Rewrite the listing below with "search" changed to "locate" wherever it occurs, keeping every other line and character the same.

# Stored rows start

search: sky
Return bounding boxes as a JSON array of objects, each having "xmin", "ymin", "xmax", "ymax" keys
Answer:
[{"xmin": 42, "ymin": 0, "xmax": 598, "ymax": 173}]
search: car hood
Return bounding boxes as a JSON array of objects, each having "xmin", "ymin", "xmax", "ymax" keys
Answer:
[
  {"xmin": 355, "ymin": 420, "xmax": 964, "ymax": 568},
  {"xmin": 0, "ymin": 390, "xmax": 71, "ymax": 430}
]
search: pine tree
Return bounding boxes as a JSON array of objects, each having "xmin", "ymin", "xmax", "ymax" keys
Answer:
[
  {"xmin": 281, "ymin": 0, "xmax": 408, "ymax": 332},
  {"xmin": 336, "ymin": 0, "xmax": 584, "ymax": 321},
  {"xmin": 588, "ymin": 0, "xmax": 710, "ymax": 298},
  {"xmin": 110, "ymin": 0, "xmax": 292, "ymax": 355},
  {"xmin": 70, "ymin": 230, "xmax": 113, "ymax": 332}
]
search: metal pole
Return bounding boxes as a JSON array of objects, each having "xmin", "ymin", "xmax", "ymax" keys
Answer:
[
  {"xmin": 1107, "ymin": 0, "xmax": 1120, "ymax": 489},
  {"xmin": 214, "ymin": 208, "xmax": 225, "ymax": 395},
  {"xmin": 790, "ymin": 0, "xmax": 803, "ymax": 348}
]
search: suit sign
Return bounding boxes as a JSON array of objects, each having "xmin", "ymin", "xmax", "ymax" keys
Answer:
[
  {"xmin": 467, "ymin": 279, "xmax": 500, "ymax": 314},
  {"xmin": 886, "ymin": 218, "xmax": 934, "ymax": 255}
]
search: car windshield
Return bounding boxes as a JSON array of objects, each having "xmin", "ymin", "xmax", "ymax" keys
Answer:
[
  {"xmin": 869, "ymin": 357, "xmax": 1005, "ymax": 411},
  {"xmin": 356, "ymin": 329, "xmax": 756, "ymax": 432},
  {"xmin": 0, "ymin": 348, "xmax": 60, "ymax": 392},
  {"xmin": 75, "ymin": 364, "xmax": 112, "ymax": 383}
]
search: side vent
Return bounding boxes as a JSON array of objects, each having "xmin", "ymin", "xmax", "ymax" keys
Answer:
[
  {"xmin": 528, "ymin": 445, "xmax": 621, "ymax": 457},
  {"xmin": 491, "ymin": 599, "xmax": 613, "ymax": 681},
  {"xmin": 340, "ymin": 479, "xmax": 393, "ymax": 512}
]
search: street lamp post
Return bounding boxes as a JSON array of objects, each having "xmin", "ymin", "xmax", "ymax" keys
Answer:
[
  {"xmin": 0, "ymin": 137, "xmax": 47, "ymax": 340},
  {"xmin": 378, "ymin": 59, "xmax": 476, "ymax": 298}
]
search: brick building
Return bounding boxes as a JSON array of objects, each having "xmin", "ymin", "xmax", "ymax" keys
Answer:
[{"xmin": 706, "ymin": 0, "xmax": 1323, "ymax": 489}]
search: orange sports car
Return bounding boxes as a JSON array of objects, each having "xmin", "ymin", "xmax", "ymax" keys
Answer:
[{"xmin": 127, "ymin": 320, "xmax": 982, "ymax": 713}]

# Stored rows end

*Full answer*
locate: sky
Return bounding boxes as a JSON array of objects, each having "xmin", "ymin", "xmax", "ymax" keys
Answer:
[{"xmin": 42, "ymin": 0, "xmax": 598, "ymax": 173}]
locate: car hood
Return bounding boxes as a JSON array of objects, each having "xmin", "ymin", "xmax", "ymax" keys
Answer:
[
  {"xmin": 355, "ymin": 420, "xmax": 964, "ymax": 568},
  {"xmin": 0, "ymin": 390, "xmax": 71, "ymax": 430}
]
locate: pine tree
Return bounding boxes as a JSON array of objects, each having "xmin", "ymin", "xmax", "ymax" keys
Answer:
[
  {"xmin": 281, "ymin": 0, "xmax": 408, "ymax": 332},
  {"xmin": 336, "ymin": 0, "xmax": 584, "ymax": 321},
  {"xmin": 588, "ymin": 0, "xmax": 710, "ymax": 298},
  {"xmin": 110, "ymin": 0, "xmax": 292, "ymax": 355},
  {"xmin": 70, "ymin": 230, "xmax": 113, "ymax": 332}
]
locate: metal pole
Return bounding boxes as a JSON array of objects, each having "xmin", "ymin", "xmax", "ymax" keys
Answer:
[
  {"xmin": 1107, "ymin": 0, "xmax": 1120, "ymax": 489},
  {"xmin": 214, "ymin": 208, "xmax": 225, "ymax": 395},
  {"xmin": 790, "ymin": 0, "xmax": 803, "ymax": 348}
]
locate: suit sign
Return bounding boxes as a JSON array of objects, each having "xmin", "ymin", "xmax", "ymax" keys
Answer:
[
  {"xmin": 467, "ymin": 279, "xmax": 500, "ymax": 314},
  {"xmin": 886, "ymin": 218, "xmax": 934, "ymax": 255}
]
locate: car windshield
Return bounding boxes as a JSON array of objects, each having "xmin", "ymin", "xmax", "ymax" keys
Answer:
[
  {"xmin": 869, "ymin": 357, "xmax": 1005, "ymax": 411},
  {"xmin": 356, "ymin": 329, "xmax": 756, "ymax": 432},
  {"xmin": 0, "ymin": 348, "xmax": 60, "ymax": 392},
  {"xmin": 75, "ymin": 364, "xmax": 112, "ymax": 383}
]
locate: side vent
Return bounding boxes as a JSON array of objects, each having "xmin", "ymin", "xmax", "ymax" keys
Answer:
[
  {"xmin": 528, "ymin": 445, "xmax": 621, "ymax": 457},
  {"xmin": 491, "ymin": 599, "xmax": 613, "ymax": 681},
  {"xmin": 340, "ymin": 479, "xmax": 393, "ymax": 512}
]
locate: street lamp post
Return bounding boxes as a JSON array of objects, each having "xmin", "ymin", "xmax", "ymax" keys
Answer:
[
  {"xmin": 0, "ymin": 137, "xmax": 47, "ymax": 340},
  {"xmin": 378, "ymin": 59, "xmax": 476, "ymax": 298}
]
locate: brick building
Return bounding boxes as a JSON array of objects, each having "xmin", "ymin", "xmax", "ymax" keys
Answer:
[{"xmin": 706, "ymin": 0, "xmax": 1323, "ymax": 489}]
locate: orange sports car
Return bounding boxes as a JSON array of objects, each having "xmin", "ymin", "xmax", "ymax" keys
Answer:
[{"xmin": 127, "ymin": 320, "xmax": 982, "ymax": 713}]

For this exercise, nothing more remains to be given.